| Отрывок |
== == ==
Большевизм растекался по России. Наконец его волны добрались и до нас. Однажды мы увидели на улицах Кисловодска солдат с красными лентами, которые, подходя к офицерам, срывали с них погоны. Все же беспорядки не превратились во всеобщие, и офицеры смогли остаться в городе.

Наша жизнь изменилась. И осознание нависшей опасности было не единственной тому причиной: быстро росли цены на продукты, кисловодские банки, не получавшие из своих столичных контор средств, не выдавали деньги вкладчикам. В Кисловодске ко мне присоединилась матушка; она поселилась в гостинице «Россия», в центре города, тогда как я проживал в гостинице «Скала», находящейся немного в стороне, на горе. Как и многие наши знакомые, она была вынуждена продавать свои драгоценности тем, у кого пока оставались наличные деньги.

Мы очень беспокоились о судьбе отца, о котором ничего не знали, так как письма не доходили. Газет мы тоже не получали.

28 марта 1918 года я проснулся в пять часов утра от продолжительной стрельбы. Подбегаю к окну; еще не рассвело, и мне ничего не видно. Но с рассветом, благодаря тому что моя гостиница стоит на возвышении, я понимаю: горцы, занявшие позиции на поросших деревьями склонах, открыли огонь по скопившимся в городе большевикам. Постояльцы гостиницы, по возможности держась подальше от окон, отхлынули в центр здания, к лестницам, где ждут завершения перестрелки. Телефон не работает; мы не знаем, что происходит в городе; мне неизвестно, что с матушкой. Мы ждем.
== == ==
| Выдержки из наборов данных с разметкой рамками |
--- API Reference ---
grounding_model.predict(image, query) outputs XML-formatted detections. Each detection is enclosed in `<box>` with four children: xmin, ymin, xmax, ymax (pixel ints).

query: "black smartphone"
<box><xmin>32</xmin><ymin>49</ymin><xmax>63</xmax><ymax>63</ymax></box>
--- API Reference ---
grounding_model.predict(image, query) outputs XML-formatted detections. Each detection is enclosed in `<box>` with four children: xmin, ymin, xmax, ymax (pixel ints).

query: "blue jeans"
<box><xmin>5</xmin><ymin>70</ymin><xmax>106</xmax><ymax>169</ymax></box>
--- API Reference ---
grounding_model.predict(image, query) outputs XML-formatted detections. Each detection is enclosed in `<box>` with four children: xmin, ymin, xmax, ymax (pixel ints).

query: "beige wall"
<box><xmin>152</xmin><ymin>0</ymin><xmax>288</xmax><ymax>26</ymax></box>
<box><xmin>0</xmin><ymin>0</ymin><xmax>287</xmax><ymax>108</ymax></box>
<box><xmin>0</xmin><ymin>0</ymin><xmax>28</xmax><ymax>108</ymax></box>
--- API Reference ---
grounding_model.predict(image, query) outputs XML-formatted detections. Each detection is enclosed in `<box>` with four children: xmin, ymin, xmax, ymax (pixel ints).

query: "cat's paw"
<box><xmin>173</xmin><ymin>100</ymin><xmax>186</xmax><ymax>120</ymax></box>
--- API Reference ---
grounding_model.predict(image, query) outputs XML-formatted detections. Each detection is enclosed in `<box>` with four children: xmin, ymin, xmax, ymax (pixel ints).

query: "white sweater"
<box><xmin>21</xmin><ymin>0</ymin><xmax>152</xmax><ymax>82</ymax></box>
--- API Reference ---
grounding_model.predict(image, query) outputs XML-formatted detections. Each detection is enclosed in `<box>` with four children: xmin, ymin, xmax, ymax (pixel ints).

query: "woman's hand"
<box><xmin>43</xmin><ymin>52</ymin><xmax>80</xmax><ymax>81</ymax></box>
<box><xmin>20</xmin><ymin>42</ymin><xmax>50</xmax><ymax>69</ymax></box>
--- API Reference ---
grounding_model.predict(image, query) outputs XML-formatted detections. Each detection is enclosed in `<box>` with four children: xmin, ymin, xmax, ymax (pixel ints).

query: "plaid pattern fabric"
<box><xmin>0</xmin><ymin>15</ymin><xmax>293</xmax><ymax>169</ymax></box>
== == ==
| Описание задания |
В какой гостинице Кисловодска, согласно отрывку, поселилась матушка рассказчика?

| Ответ |
В гостинице «Россия», в центре города.